- To be done: Return the records that follow, matching each one exactly.

- Given entries:
────
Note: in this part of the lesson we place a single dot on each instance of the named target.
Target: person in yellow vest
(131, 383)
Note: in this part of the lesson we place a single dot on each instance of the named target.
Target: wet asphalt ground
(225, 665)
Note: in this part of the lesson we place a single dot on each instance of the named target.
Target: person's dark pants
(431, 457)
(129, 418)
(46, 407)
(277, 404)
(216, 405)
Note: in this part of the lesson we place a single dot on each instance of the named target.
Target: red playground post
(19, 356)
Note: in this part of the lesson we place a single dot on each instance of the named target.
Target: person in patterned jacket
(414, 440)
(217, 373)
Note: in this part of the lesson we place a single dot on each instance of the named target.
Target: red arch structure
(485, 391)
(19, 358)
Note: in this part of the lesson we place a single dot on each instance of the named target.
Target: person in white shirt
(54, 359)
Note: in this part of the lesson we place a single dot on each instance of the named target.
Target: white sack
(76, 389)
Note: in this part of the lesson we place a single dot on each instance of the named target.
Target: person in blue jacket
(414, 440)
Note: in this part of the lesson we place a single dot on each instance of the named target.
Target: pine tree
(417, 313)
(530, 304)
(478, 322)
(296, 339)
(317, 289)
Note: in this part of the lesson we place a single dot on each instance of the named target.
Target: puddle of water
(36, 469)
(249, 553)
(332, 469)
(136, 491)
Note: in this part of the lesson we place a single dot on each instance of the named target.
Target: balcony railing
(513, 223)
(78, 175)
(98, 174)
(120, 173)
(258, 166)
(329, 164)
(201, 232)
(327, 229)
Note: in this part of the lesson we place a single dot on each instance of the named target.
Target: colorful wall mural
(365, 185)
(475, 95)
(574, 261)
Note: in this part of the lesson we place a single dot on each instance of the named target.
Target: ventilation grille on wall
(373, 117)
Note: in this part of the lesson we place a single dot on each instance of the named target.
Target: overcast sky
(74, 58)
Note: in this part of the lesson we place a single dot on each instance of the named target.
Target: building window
────
- Response to this task:
Note: in this part of the lesson we place a single dot on each instance of the named target.
Target: person in yellow vest
(131, 383)
Note: in this part of the lesson we place a single dot on each instance of the named target.
Target: wet asphalt ground
(225, 665)
Note: in this part of the lesson we place a single dot on each instance of the named target.
Target: person's dark pants
(431, 457)
(129, 418)
(46, 407)
(277, 404)
(216, 405)
Note: in this part of the lesson we place a single dot on each instance of the named target.
Target: red playground post
(19, 356)
Note: in this part of the lesson we place a single dot on each instance of the named target.
Target: person in patterned jacket
(414, 440)
(217, 373)
Note: in this part of the lesson we place a single dot on each instance of the named target.
Target: red arch structure
(485, 391)
(19, 358)
Note: in this part of the lesson we place a single dot on each instance of the named target.
Target: person in white shirt
(54, 359)
Note: in this part of the lesson we place a single dot on each instance of the named target.
Target: white sack
(76, 389)
Note: in this part of the lesson we place a single dot on each instance of the named target.
Target: person in blue jacket
(414, 440)
Note: in this part of the lesson we place a single dot on each instance of the named target.
Target: pine tree
(417, 313)
(530, 304)
(478, 322)
(296, 339)
(317, 289)
Note: in this part of the lesson we place a single dot on each instance of the named target.
Target: puddle of water
(36, 469)
(249, 553)
(332, 469)
(136, 491)
Note: in this part of the lesson we place a single dot on each instance of the named target.
Target: balcony railing
(513, 223)
(78, 175)
(98, 174)
(120, 173)
(258, 166)
(329, 164)
(201, 232)
(327, 229)
Note: in this part of the lesson we place a single dot on each instance of the named target.
Target: colorful wall mural
(365, 185)
(475, 95)
(574, 261)
Note: in this part of the lesson we place a single dot on each instance of the named target.
Target: ventilation grille on wall
(373, 117)
Note: in this part of the lesson we place a single dot on each instance of the named target.
Target: overcast sky
(74, 58)
Note: in this part of the lesson we place a single dot on each instance of the named target.
Target: building window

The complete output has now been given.